# SOURCE EXTRACT start

BACKGROUND OF THE INVENTION

Spinning novelty devices have been popular as children's toys for many years. They have been created in most all conceivable shapes and sizes. Most all these toys require a battery.

Electronic devices have added the ability to display images in two or three dimensions and often include electronics that encompass microprocessors. Electronic image and/or message displays often utilize light emitting diodes (LEDs) placed near the surface of the device. In order for the display to be readable, the lighting of the LEDs must be synchronized to a rate of movement of the surface containing the LEDs, otherwise the LEDs will appear as a blur and will not be readable or sharp in features. Synchronization is usually done via an internal sensor that senses the rate of speed of the LEDs or a technique whereby a preprogrammed speed must be reached prior to activating the LEDs. The power required by the electronic circuitry is typically supplied via batteries. U.S. Pat. No. 6,325,690 B1 to Nelson discloses a spinning top having a display and a current induced in an induction coil as the coil spins past a magnetic field.

The present invention is an improvement over the prior art electronic novelty toys having electronic displays. The present invention contains a unique internal power generator and method of LED synchronization based on each singular rotation. Thus, a child can pick up and spin a toy years after purchase, and the toy will light up and/or generate a sound.

SUMMARY OF THE INVENTION

An aspect of the present invention is to provide a self-generating and non-battery operated rotating lighted toy.

Another aspect of the present invention is to provide a self-powered (a non-battery dependent) energy source via its internal induction coil.

Yet another aspect of the present invention is to provide a repeatable LED on/off rotational frequency.

Another aspect of the present invention is to provide a repeatable produced sound during rotation of the rotating toy.

Another aspect of the present invention is to provide an emergency radio signal generator during rotation of the rotating toy.

Another aspect of the present invention is to provide an apparatus that is simple to manufacture and that is highly reliable.

Other features and advantages of the invention will become apparent from a consideration of the ensuing detailed description and drawings.

# SOURCE EXTRACT end
# RECORD EXTRACTS start

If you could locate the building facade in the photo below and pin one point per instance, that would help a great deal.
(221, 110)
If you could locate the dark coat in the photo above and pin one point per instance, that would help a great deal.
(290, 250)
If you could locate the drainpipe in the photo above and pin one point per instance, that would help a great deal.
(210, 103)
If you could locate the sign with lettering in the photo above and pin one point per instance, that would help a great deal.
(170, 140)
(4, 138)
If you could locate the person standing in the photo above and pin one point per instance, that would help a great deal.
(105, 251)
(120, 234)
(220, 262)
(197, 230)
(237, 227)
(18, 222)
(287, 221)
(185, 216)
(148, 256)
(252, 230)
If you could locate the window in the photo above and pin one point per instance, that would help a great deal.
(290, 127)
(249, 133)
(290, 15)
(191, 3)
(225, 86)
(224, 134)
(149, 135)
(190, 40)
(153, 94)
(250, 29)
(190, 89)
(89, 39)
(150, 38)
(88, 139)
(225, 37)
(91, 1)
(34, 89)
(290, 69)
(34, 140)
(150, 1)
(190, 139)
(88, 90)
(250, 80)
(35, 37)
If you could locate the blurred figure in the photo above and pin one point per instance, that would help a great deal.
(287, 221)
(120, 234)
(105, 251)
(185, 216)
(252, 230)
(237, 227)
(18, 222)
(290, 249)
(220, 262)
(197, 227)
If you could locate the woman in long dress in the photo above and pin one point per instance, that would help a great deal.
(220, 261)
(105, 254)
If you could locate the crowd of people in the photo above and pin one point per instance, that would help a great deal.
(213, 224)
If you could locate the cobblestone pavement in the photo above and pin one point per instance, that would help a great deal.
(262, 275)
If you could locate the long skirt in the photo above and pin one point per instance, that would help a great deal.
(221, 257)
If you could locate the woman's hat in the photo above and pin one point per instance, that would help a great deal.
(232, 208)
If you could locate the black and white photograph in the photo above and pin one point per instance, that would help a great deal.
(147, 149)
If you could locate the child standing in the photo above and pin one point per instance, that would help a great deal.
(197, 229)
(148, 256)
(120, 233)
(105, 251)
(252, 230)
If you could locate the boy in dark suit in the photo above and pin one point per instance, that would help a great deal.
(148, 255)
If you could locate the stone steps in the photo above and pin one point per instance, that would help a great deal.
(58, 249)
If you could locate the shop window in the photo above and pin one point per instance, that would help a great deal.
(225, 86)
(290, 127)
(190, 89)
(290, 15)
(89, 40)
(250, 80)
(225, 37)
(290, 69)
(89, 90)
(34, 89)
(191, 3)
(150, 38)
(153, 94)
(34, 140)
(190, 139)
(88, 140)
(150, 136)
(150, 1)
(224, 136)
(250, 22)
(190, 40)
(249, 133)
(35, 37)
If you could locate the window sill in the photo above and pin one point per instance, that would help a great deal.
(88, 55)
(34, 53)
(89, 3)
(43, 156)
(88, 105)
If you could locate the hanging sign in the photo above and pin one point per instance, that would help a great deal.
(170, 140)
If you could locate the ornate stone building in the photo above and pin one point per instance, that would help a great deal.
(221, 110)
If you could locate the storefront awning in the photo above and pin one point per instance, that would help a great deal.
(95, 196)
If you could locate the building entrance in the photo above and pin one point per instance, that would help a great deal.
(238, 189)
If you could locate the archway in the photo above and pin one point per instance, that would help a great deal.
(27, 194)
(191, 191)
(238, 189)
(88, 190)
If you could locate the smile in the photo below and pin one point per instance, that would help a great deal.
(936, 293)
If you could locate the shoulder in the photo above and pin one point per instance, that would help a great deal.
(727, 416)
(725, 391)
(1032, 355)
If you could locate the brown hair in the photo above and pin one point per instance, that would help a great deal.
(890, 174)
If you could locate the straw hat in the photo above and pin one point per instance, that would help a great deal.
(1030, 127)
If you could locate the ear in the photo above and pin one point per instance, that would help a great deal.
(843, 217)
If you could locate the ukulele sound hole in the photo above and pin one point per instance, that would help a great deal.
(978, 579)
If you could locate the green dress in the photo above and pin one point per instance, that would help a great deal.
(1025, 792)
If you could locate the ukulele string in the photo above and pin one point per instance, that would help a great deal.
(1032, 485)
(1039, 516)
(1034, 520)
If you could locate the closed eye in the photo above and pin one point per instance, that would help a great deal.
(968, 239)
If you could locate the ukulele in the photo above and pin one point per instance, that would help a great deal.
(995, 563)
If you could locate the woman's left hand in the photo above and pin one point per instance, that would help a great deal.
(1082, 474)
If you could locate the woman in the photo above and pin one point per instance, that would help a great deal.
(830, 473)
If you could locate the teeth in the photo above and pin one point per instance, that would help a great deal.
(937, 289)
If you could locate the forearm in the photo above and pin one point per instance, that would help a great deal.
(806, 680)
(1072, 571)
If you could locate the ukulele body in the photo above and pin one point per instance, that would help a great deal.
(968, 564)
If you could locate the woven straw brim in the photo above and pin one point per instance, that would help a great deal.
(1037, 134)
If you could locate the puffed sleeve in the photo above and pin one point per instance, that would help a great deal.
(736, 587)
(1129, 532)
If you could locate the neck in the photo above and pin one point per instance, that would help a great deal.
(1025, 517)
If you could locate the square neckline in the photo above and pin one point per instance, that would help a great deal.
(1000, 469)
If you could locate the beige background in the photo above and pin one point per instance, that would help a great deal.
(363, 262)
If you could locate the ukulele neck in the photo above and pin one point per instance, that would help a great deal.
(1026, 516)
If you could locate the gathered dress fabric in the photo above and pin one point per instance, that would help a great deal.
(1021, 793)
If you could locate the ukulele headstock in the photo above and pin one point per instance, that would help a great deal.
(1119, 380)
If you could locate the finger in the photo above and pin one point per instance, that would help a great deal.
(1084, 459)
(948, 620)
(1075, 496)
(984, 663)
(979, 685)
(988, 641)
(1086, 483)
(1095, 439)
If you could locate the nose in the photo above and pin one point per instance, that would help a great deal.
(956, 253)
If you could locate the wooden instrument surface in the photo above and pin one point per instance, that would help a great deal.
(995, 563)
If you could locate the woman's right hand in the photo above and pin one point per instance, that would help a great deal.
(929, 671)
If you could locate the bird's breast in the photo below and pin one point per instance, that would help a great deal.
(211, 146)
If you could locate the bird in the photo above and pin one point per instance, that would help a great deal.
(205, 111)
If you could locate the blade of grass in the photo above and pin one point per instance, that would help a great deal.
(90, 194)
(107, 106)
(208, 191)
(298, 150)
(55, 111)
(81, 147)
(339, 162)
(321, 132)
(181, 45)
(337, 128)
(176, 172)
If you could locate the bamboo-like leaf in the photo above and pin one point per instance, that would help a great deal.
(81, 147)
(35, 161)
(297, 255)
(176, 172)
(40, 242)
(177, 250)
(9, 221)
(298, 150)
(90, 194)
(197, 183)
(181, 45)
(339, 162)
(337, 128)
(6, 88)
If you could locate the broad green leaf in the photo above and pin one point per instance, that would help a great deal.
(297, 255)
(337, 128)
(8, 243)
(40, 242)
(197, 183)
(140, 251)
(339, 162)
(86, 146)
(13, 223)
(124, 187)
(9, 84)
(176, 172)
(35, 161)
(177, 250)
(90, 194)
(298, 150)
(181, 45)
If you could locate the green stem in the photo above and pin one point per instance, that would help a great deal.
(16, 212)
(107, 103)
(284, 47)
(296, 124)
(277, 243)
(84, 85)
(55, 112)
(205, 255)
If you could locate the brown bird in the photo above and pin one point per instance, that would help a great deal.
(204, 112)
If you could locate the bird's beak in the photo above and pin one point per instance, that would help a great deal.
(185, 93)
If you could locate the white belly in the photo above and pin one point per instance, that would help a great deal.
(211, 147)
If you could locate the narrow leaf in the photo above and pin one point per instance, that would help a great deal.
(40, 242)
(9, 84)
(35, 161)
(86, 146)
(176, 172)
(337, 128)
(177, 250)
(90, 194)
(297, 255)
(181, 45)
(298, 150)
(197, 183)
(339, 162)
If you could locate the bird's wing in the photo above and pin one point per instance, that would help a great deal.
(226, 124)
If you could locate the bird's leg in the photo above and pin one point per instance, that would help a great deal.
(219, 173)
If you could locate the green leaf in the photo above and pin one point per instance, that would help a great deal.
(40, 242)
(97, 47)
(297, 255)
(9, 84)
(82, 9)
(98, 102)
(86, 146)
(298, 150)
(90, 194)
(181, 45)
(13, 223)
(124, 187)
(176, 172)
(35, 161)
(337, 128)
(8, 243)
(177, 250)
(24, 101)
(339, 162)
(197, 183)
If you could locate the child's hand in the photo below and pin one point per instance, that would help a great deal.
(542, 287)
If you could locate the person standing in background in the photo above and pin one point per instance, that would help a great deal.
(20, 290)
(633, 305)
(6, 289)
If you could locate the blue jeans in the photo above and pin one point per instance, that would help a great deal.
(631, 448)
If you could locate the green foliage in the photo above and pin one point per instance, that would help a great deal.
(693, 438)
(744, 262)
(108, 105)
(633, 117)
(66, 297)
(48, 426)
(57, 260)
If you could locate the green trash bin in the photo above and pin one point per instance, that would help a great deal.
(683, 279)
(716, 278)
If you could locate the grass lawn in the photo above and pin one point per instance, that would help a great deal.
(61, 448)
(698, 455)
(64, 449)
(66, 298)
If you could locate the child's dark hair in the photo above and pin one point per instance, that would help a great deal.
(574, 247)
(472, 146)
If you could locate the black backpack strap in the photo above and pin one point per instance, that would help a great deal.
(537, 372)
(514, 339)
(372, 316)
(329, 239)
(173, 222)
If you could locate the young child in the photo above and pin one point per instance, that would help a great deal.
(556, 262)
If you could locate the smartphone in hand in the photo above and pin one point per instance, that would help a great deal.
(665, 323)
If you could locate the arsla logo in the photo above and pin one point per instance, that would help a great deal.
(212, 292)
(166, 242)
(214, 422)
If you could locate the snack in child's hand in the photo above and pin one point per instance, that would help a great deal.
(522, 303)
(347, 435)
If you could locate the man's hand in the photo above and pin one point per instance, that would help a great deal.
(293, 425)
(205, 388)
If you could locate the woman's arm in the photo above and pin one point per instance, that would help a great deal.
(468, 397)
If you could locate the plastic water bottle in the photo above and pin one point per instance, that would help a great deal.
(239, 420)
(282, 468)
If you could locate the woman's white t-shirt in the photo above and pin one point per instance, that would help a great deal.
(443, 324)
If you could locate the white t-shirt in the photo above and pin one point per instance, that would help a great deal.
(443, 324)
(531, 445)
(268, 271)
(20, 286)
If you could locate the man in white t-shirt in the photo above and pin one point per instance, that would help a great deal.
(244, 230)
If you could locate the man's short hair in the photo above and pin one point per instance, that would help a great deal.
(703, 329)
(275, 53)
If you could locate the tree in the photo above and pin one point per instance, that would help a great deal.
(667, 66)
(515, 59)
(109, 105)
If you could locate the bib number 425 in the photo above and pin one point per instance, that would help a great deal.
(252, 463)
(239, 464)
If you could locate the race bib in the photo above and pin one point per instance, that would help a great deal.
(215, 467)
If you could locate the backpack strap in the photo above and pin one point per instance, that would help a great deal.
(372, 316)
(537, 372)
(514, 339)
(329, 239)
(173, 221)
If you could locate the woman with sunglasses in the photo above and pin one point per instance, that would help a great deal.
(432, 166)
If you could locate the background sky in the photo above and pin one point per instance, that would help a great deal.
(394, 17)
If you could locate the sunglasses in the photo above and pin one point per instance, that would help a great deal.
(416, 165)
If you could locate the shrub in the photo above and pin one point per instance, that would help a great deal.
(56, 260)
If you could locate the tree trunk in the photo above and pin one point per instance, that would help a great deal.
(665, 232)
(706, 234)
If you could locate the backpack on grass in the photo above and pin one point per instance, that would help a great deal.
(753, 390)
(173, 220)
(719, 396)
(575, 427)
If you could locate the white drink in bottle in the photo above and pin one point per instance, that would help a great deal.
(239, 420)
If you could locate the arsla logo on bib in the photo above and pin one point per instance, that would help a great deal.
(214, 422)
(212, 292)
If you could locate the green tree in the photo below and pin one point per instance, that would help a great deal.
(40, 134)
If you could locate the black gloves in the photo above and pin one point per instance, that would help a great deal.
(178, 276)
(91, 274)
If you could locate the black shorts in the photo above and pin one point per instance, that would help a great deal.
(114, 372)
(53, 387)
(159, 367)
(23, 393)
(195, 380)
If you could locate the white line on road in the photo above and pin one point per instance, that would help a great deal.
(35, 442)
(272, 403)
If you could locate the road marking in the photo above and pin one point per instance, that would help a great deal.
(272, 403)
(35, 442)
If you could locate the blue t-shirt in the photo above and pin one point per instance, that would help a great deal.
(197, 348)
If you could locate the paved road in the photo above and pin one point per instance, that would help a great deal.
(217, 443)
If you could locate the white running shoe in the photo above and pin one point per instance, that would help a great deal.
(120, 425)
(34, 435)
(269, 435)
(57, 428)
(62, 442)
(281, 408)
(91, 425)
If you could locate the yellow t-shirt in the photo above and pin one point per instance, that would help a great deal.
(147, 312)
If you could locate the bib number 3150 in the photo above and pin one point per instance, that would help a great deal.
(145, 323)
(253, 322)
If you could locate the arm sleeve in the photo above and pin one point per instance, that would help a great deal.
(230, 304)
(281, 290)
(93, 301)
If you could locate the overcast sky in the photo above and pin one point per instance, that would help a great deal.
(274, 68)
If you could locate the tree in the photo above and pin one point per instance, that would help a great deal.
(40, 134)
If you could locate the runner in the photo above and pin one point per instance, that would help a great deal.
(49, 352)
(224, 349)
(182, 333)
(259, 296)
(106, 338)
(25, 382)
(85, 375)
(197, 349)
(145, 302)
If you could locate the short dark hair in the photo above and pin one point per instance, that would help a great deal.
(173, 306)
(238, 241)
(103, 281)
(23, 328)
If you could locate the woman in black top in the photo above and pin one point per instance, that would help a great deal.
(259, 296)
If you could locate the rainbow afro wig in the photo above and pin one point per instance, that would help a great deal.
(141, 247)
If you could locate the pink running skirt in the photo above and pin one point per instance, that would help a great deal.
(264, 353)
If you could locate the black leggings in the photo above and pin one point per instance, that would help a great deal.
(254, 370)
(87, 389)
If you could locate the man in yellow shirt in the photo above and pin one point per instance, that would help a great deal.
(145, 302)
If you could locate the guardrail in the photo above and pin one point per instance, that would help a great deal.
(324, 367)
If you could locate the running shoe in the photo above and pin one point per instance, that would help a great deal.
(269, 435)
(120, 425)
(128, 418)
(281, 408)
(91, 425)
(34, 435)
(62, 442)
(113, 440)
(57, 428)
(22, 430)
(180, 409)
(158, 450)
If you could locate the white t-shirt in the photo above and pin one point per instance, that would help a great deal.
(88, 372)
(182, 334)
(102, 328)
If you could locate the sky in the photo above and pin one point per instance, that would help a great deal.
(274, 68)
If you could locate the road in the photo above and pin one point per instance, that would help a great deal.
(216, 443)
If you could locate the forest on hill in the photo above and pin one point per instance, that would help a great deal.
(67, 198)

# RECORD EXTRACTS end

*PROBLEM TO SOLVE*.
Reproduce the full spinning toy patent text word for word, from its first heading to its final sentence. The rows were drawn from a separate source.

*THE ANSWER*.
BACKGROUND OF THE INVENTION

Spinning novelty devices have been popular as children's toys for many years. They have been created in most all conceivable shapes and sizes. Most all these toys require a battery.

Electronic devices have added the ability to display images in two or three dimensions and often include electronics that encompass microprocessors. Electronic image and/or message displays often utilize light emitting diodes (LEDs) placed near the surface of the device. In order for the display to be readable, the lighting of the LEDs must be synchronized to a rate of movement of the surface containing the LEDs, otherwise the LEDs will appear as a blur and will not be readable or sharp in features. Synchronization is usually done via an internal sensor that senses the rate of speed of the LEDs or a technique whereby a preprogrammed speed must be reached prior to activating the LEDs. The power required by the electronic circuitry is typically supplied via batteries. U.S. Pat. No. 6,325,690 B1 to Nelson discloses a spinning top having a display and a current induced in an induction coil as the coil spins past a magnetic field.

The present invention is an improvement over the prior art electronic novelty toys having electronic displays. The present invention contains a unique internal power generator and method of LED synchronization based on each singular rotation. Thus, a child can pick up and spin a toy years after purchase, and the toy will light up and/or generate a sound.

SUMMARY OF THE INVENTION

An aspect of the present invention is to provide a self-generating and non-battery operated rotating lighted toy.

Another aspect of the present invention is to provide a self-powered (a non-battery dependent) energy source via its internal induction coil.

Yet another aspect of the present invention is to provide a repeatable LED on/off rotational frequency.

Another aspect of the present invention is to provide a repeatable produced sound during rotation of the rotating toy.

Another aspect of the present invention is to provide an emergency radio signal generator during rotation of the rotating toy.

Another aspect of the present invention is to provide an apparatus that is simple to manufacture and that is highly reliable.

Other features and advantages of the invention will become apparent from a consideration of the ensuing detailed description and drawings.